X. Qualified Immunity

The defendants also argue that, to the extent that the plaintiff has stated claims arising under federal law against any defendant in his or her individual capacity, those claims are barred by qualified immunity. Relatedly, the defendants further contend that the plaintiff is unable to bring an individual-capacity claim under RLUIPA.

A. Non-RLUIPA Claims

The defendants argue that the plaintiff’s federal law claims against the defendants in their individual capacities are barred by qualified immunity because the right in question to openly display religious articles- is not one that is clearly established. In response, the plaintiff argues that the defendants are not entitled to any sort of immunity if they are named in their individual capacities and that qualified immunity is not a question for the court. The plaintiff cites to several cases to support his argument that several circuit courts have concluded that qualified immunity is an issue to be determined by the jury.

As a threshold matter, "[q]ualified immunity protects an official from liability under federal causes of action but is not generally understood to protect officials from claims based on state law." (Emphasis omitted; internal quotation marks omitted.) Jenkins v. New York, 478 F.3d 76, 86 (2d Cir. 2007). Insofar as qualified immunity concerns claims that arise under federal law, federal jurisprudence controls. See Morgan v. Bubar, 115 Conn.App. 603, 625, 975 A.2d 59 (2009) ("in reviewing ... claims of qualified immunity we are bound by federal precedent, and may not expand or contract the contours of the immunity available to government officials" [internal quotation marks omitted]).

Federal case law supports the defendants’ contention that the court can determine the question of qualified immunity pursuant to a motion to dismiss. "The Supreme Court has made clear that qualified immunity can be established by the facts alleged in a complaint ... and indeed, because qualified immunity protects officials not merely from liability but from litigation, that the issue should be resolved when possible on a motion to dismiss, before the commencement of discovery ... to avoid subjecting public officials to time consuming and expensive discovery procedures." (Citations omitted; internal quotation marks omitted.) Garcia v. Doe, 779 F.3d 84, 97 (2d Cir. 2014). As "the driving force behind creation of the qualified immunity doctrine was a desire to ensure that insubstantial claims against government officials [will] be resolved prior to discovery" the Supreme Court has "repeatedly ... stressed the importance of resolving immunity questions at the earliest possible stage in litigation." (Internal quotation marks omitted.) Pearson v. Callahan, 555 U.S. 223, 231-32, 129 S.Ct. 808, 172 L.Ed.2d 565 (2009).

● ● ● ●

TASK DETAILS:
Quote the qualified immunity excerpt verbatim, beginning at "The defendants argue" and stopping after "by the jury.".

SOURCE MATERIAL:
● ● ● ●

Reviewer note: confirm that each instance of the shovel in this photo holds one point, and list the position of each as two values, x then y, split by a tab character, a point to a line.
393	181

● ● ● ●

FINISHED ANSWER:
The defendants argue that the plaintiff’s federal law claims against the defendants in their individual capacities are barred by qualified immunity because the right in question to openly display religious articles- is not one that is clearly established. In response, the plaintiff argues that the defendants are not entitled to any sort of immunity if they are named in their individual capacities and that qualified immunity is not a question for the court. The plaintiff cites to several cases to support his argument that several circuit courts have concluded that qualified immunity is an issue to be determined by the jury.